Extracted records:
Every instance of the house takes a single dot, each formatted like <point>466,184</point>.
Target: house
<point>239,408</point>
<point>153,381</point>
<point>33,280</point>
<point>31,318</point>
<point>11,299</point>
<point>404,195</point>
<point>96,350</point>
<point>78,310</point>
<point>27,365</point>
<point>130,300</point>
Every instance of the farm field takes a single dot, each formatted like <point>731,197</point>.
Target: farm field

- **WHAT IS EXPECTED**:
Rewrite the records above, substituting "occurrence" for every occurrence of "instance" and leaving all other text unaltered.

- **EXERCISE SOLUTION**:
Every occurrence of the house takes a single dot, each formatted like <point>466,184</point>.
Target: house
<point>239,408</point>
<point>153,381</point>
<point>33,280</point>
<point>31,318</point>
<point>11,299</point>
<point>404,195</point>
<point>96,350</point>
<point>78,310</point>
<point>27,365</point>
<point>130,300</point>
Every occurrence of the farm field takes a single dot, each formatted like <point>731,197</point>.
Target: farm field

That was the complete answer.